__WORK ORDER__: The lines you return must be all those in the data that hold the string "tree".

━━━ SUPPLIED MATERIAL

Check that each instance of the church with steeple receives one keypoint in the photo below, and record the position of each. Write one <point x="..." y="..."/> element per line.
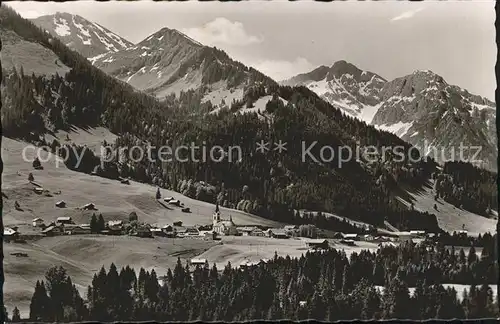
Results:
<point x="223" y="226"/>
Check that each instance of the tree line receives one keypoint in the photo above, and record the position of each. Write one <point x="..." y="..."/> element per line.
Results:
<point x="325" y="286"/>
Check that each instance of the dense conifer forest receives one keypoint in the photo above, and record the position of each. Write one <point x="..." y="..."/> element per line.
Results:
<point x="469" y="187"/>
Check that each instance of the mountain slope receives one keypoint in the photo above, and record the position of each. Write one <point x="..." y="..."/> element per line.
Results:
<point x="87" y="38"/>
<point x="345" y="87"/>
<point x="33" y="57"/>
<point x="421" y="108"/>
<point x="168" y="62"/>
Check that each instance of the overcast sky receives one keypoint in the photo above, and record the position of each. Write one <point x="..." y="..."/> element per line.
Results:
<point x="282" y="39"/>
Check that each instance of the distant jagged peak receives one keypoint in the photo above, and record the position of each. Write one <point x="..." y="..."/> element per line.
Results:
<point x="343" y="67"/>
<point x="165" y="35"/>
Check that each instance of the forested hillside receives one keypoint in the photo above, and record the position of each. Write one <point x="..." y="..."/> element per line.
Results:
<point x="468" y="187"/>
<point x="325" y="286"/>
<point x="271" y="185"/>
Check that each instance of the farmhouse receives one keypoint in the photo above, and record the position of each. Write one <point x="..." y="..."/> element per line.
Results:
<point x="417" y="233"/>
<point x="168" y="230"/>
<point x="317" y="244"/>
<point x="175" y="202"/>
<point x="10" y="234"/>
<point x="37" y="222"/>
<point x="64" y="220"/>
<point x="89" y="206"/>
<point x="223" y="227"/>
<point x="257" y="232"/>
<point x="246" y="231"/>
<point x="38" y="190"/>
<point x="277" y="233"/>
<point x="115" y="225"/>
<point x="52" y="230"/>
<point x="61" y="204"/>
<point x="405" y="237"/>
<point x="143" y="232"/>
<point x="158" y="232"/>
<point x="179" y="231"/>
<point x="192" y="231"/>
<point x="72" y="229"/>
<point x="347" y="242"/>
<point x="350" y="236"/>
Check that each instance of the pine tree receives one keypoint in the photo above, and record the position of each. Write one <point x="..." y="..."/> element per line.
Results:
<point x="40" y="304"/>
<point x="101" y="225"/>
<point x="94" y="228"/>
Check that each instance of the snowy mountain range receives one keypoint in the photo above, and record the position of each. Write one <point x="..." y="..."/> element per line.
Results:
<point x="421" y="108"/>
<point x="87" y="38"/>
<point x="164" y="63"/>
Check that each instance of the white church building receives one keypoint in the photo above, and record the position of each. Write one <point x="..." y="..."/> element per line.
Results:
<point x="221" y="226"/>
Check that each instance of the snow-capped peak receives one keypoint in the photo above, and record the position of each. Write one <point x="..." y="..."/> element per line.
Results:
<point x="88" y="38"/>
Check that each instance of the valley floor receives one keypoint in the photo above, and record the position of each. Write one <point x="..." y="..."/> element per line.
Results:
<point x="84" y="255"/>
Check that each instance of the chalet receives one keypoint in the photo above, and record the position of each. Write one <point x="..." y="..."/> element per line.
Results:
<point x="317" y="244"/>
<point x="64" y="220"/>
<point x="175" y="202"/>
<point x="115" y="224"/>
<point x="248" y="264"/>
<point x="291" y="228"/>
<point x="386" y="244"/>
<point x="10" y="234"/>
<point x="61" y="204"/>
<point x="38" y="190"/>
<point x="404" y="237"/>
<point x="168" y="230"/>
<point x="37" y="222"/>
<point x="337" y="235"/>
<point x="179" y="231"/>
<point x="143" y="232"/>
<point x="257" y="232"/>
<point x="192" y="231"/>
<point x="52" y="230"/>
<point x="245" y="231"/>
<point x="198" y="262"/>
<point x="350" y="236"/>
<point x="277" y="233"/>
<point x="89" y="206"/>
<point x="348" y="242"/>
<point x="158" y="232"/>
<point x="72" y="229"/>
<point x="417" y="233"/>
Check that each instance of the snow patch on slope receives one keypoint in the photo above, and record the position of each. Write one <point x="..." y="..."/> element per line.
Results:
<point x="62" y="29"/>
<point x="400" y="129"/>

━━━━━━

__TASK RESPONSE__:
Check that each instance of the tree line receives one keypoint in the photo above, and record the position of each. Write one <point x="..." y="..."/> element per line.
Check that each instance of the pine tree receives one keypoint in the photo above, and record the position of each. Write one <point x="..." y="..."/> element per line.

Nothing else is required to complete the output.